* WHAT IS NEEDED *
Type out the lines below exactly, pictures excluded.

▶

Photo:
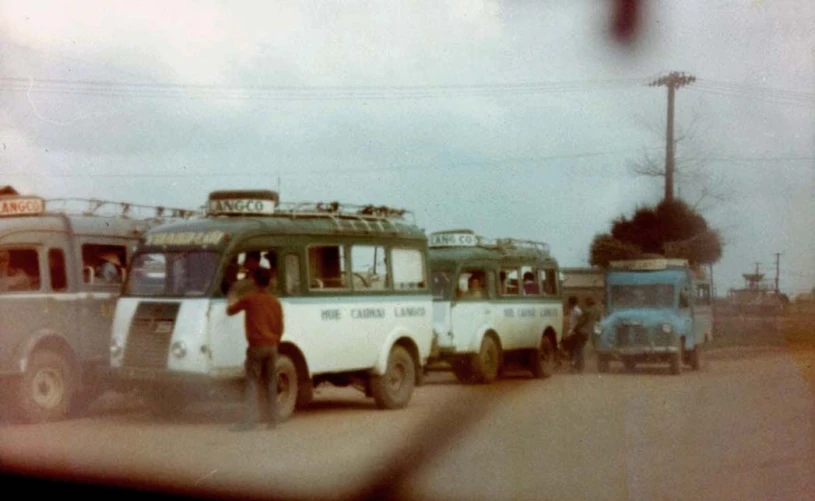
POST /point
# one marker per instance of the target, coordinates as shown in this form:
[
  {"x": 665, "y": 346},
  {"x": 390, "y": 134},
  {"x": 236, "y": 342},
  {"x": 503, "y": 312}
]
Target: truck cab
[{"x": 657, "y": 311}]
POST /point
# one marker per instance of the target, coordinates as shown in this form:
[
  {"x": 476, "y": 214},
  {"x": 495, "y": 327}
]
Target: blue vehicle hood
[{"x": 648, "y": 318}]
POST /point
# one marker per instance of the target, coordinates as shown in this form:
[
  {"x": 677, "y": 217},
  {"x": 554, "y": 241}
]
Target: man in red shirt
[{"x": 264, "y": 328}]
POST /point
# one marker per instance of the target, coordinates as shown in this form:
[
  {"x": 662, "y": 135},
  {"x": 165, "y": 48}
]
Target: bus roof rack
[
  {"x": 468, "y": 238},
  {"x": 514, "y": 243},
  {"x": 108, "y": 208},
  {"x": 342, "y": 211},
  {"x": 648, "y": 264}
]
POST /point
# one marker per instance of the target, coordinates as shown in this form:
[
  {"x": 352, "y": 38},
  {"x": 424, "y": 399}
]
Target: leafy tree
[{"x": 671, "y": 229}]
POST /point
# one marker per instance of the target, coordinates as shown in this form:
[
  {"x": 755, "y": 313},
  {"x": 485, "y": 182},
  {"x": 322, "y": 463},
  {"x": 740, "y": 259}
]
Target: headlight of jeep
[
  {"x": 115, "y": 348},
  {"x": 179, "y": 349}
]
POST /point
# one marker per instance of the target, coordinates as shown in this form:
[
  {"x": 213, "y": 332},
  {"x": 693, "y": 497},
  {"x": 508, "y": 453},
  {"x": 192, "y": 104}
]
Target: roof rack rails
[
  {"x": 515, "y": 243},
  {"x": 366, "y": 216},
  {"x": 108, "y": 208}
]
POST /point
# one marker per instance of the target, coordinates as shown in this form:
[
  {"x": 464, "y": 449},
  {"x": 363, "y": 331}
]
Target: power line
[
  {"x": 744, "y": 88},
  {"x": 102, "y": 88},
  {"x": 394, "y": 169}
]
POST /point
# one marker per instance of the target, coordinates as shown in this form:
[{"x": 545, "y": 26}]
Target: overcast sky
[{"x": 513, "y": 118}]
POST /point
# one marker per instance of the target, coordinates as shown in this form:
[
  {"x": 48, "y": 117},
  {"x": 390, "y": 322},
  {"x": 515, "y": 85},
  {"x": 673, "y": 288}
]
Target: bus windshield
[
  {"x": 641, "y": 296},
  {"x": 172, "y": 274},
  {"x": 442, "y": 285}
]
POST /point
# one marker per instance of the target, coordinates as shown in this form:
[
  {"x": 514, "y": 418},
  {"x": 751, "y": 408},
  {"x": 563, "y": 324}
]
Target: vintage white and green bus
[
  {"x": 352, "y": 281},
  {"x": 61, "y": 264},
  {"x": 658, "y": 310},
  {"x": 497, "y": 304}
]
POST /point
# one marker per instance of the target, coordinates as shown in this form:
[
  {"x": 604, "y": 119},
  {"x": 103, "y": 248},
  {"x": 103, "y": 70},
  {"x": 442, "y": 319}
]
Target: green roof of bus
[
  {"x": 79, "y": 225},
  {"x": 452, "y": 256},
  {"x": 283, "y": 224}
]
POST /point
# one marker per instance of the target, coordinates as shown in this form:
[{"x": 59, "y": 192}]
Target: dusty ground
[{"x": 742, "y": 428}]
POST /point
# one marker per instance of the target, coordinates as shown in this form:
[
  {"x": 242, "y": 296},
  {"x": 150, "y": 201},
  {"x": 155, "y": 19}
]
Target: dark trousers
[
  {"x": 261, "y": 384},
  {"x": 577, "y": 345}
]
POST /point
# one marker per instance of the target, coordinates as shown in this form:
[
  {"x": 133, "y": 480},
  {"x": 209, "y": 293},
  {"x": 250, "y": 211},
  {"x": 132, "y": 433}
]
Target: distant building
[{"x": 582, "y": 283}]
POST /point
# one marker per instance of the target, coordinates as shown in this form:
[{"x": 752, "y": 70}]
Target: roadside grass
[{"x": 793, "y": 333}]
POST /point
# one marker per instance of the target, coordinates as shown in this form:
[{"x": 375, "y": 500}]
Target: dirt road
[{"x": 742, "y": 428}]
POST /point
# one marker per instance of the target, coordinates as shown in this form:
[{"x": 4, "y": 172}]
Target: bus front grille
[
  {"x": 150, "y": 334},
  {"x": 632, "y": 335}
]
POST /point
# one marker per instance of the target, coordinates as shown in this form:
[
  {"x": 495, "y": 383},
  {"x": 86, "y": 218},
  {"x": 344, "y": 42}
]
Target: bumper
[
  {"x": 638, "y": 352},
  {"x": 132, "y": 378}
]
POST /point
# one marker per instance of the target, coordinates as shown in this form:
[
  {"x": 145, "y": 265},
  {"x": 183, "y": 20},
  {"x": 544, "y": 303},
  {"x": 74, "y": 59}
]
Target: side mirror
[
  {"x": 89, "y": 274},
  {"x": 683, "y": 298}
]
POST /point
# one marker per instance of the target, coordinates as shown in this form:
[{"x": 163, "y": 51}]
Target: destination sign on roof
[
  {"x": 185, "y": 238},
  {"x": 648, "y": 264},
  {"x": 241, "y": 207},
  {"x": 21, "y": 206},
  {"x": 453, "y": 240}
]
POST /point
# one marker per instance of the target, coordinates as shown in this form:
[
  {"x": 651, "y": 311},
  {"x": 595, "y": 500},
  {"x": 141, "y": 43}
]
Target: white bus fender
[
  {"x": 399, "y": 332},
  {"x": 24, "y": 350},
  {"x": 475, "y": 342}
]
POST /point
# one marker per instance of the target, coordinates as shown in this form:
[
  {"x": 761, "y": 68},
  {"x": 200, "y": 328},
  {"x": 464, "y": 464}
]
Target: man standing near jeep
[{"x": 264, "y": 328}]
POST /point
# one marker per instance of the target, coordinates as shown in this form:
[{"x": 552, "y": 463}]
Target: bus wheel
[
  {"x": 46, "y": 388},
  {"x": 602, "y": 364},
  {"x": 166, "y": 403},
  {"x": 676, "y": 363},
  {"x": 287, "y": 387},
  {"x": 542, "y": 360},
  {"x": 393, "y": 389},
  {"x": 305, "y": 393},
  {"x": 463, "y": 370},
  {"x": 693, "y": 358},
  {"x": 487, "y": 361}
]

◀

* WRITTEN ANSWER *
Photo:
POST /point
# one marker per instance of the target, coordinates as shown in this form:
[
  {"x": 665, "y": 346},
  {"x": 390, "y": 134},
  {"x": 236, "y": 342},
  {"x": 503, "y": 312}
]
Target: truck cab
[{"x": 657, "y": 311}]
POST /point
# one marker per instance of the target, coordinates as shown in this form:
[
  {"x": 476, "y": 214},
  {"x": 495, "y": 327}
]
Target: blue vehicle hood
[{"x": 648, "y": 318}]
POST /point
# one marker per instance of the target, coordinates as shown in this form:
[
  {"x": 677, "y": 217},
  {"x": 554, "y": 241}
]
Target: man in red shirt
[{"x": 264, "y": 328}]
POST /point
# one marker per instance of the target, coordinates as shown in this form:
[
  {"x": 662, "y": 135},
  {"x": 165, "y": 48}
]
Target: bus roof rack
[
  {"x": 468, "y": 238},
  {"x": 514, "y": 243},
  {"x": 108, "y": 208},
  {"x": 342, "y": 211},
  {"x": 648, "y": 264}
]
POST /point
# one marker per instance of the target, coordinates as shown in this form:
[
  {"x": 352, "y": 38},
  {"x": 424, "y": 399}
]
Target: leafy tree
[{"x": 671, "y": 229}]
POST /point
# one marker per instance of the target, coordinates as shown in this form:
[
  {"x": 755, "y": 313},
  {"x": 485, "y": 182},
  {"x": 322, "y": 463},
  {"x": 740, "y": 259}
]
Target: headlight of jeep
[
  {"x": 115, "y": 348},
  {"x": 179, "y": 349}
]
POST /point
# one marker per instance of the target, coordinates as shown in this form:
[
  {"x": 213, "y": 332},
  {"x": 693, "y": 497},
  {"x": 508, "y": 453},
  {"x": 192, "y": 104}
]
Target: roof rack rails
[
  {"x": 515, "y": 243},
  {"x": 366, "y": 216},
  {"x": 108, "y": 208}
]
POST /point
# one marker per instance of the target, coordinates as shown in this form:
[
  {"x": 464, "y": 449},
  {"x": 363, "y": 331}
]
Target: power line
[
  {"x": 744, "y": 88},
  {"x": 102, "y": 88},
  {"x": 394, "y": 169}
]
POST /point
# one marker per instance of the target, coordinates as shown in this form:
[{"x": 545, "y": 26}]
Target: overcast sky
[{"x": 513, "y": 118}]
POST /point
# one marker per instance of the target, coordinates as shown in this form:
[
  {"x": 48, "y": 117},
  {"x": 390, "y": 322},
  {"x": 515, "y": 85},
  {"x": 673, "y": 288}
]
Target: bus windshield
[
  {"x": 641, "y": 296},
  {"x": 172, "y": 274},
  {"x": 442, "y": 285}
]
POST /point
# one marker per instance of the target, coordinates as shown in this form:
[
  {"x": 514, "y": 418},
  {"x": 751, "y": 408},
  {"x": 563, "y": 324}
]
Target: vintage white and green bus
[
  {"x": 352, "y": 281},
  {"x": 61, "y": 264},
  {"x": 658, "y": 310},
  {"x": 497, "y": 304}
]
POST /point
# one marker per instance of the target, coordinates as shown in this form:
[
  {"x": 604, "y": 119},
  {"x": 103, "y": 248},
  {"x": 103, "y": 70},
  {"x": 442, "y": 319}
]
Target: green roof of bus
[
  {"x": 79, "y": 225},
  {"x": 452, "y": 256},
  {"x": 283, "y": 224}
]
POST /point
# one marker per instance of the target, coordinates as shown in this form:
[{"x": 59, "y": 192}]
Target: dusty ground
[{"x": 742, "y": 428}]
POST /point
# one marker per instance of the target, coordinates as shown in this form:
[
  {"x": 242, "y": 296},
  {"x": 150, "y": 201},
  {"x": 155, "y": 19}
]
Target: dark trousers
[
  {"x": 261, "y": 384},
  {"x": 577, "y": 345}
]
POST /point
# one marker per instance of the target, coordinates as shown in this form:
[
  {"x": 133, "y": 480},
  {"x": 209, "y": 293},
  {"x": 250, "y": 211},
  {"x": 132, "y": 433}
]
Target: distant building
[{"x": 582, "y": 283}]
POST /point
# one marker per instance of the target, coordinates as shown in this form:
[{"x": 752, "y": 70}]
Target: roadside grass
[{"x": 793, "y": 333}]
POST /point
# one marker per instance of the target, coordinates as shown in this form:
[{"x": 375, "y": 500}]
Target: dirt road
[{"x": 742, "y": 428}]
POST /point
# one marker per instance of the target, coordinates as shown in this form:
[{"x": 4, "y": 172}]
Target: bus front grille
[
  {"x": 150, "y": 334},
  {"x": 632, "y": 335}
]
POST /point
# one marker per instance of the target, coordinates as shown in this form:
[
  {"x": 495, "y": 383},
  {"x": 86, "y": 218},
  {"x": 344, "y": 42}
]
Target: bumper
[
  {"x": 638, "y": 352},
  {"x": 132, "y": 378}
]
POST /point
# one marker per instance of the target, coordinates as shown in this form:
[
  {"x": 145, "y": 265},
  {"x": 183, "y": 20},
  {"x": 544, "y": 303},
  {"x": 74, "y": 59}
]
Target: side mirror
[
  {"x": 89, "y": 274},
  {"x": 683, "y": 298}
]
POST /point
# one marker per instance of the target, coordinates as shown in this form:
[{"x": 163, "y": 51}]
Target: destination sign on roof
[
  {"x": 185, "y": 238},
  {"x": 648, "y": 264},
  {"x": 241, "y": 207},
  {"x": 21, "y": 206},
  {"x": 453, "y": 240}
]
POST /point
# one marker per instance of the target, coordinates as shown in this form:
[
  {"x": 651, "y": 311},
  {"x": 595, "y": 500},
  {"x": 141, "y": 43}
]
Target: white bus fender
[
  {"x": 399, "y": 332},
  {"x": 24, "y": 350},
  {"x": 475, "y": 342}
]
POST /point
# one marker per instance of the target, coordinates as shown in this form:
[
  {"x": 761, "y": 68},
  {"x": 200, "y": 328},
  {"x": 464, "y": 464}
]
Target: man standing near jeep
[{"x": 264, "y": 328}]
POST /point
# one marker per instance of the target, coordinates as shown in this form:
[{"x": 552, "y": 463}]
Target: bus wheel
[
  {"x": 46, "y": 388},
  {"x": 602, "y": 364},
  {"x": 166, "y": 403},
  {"x": 676, "y": 363},
  {"x": 287, "y": 387},
  {"x": 542, "y": 360},
  {"x": 393, "y": 389},
  {"x": 305, "y": 393},
  {"x": 463, "y": 370},
  {"x": 693, "y": 358},
  {"x": 487, "y": 361}
]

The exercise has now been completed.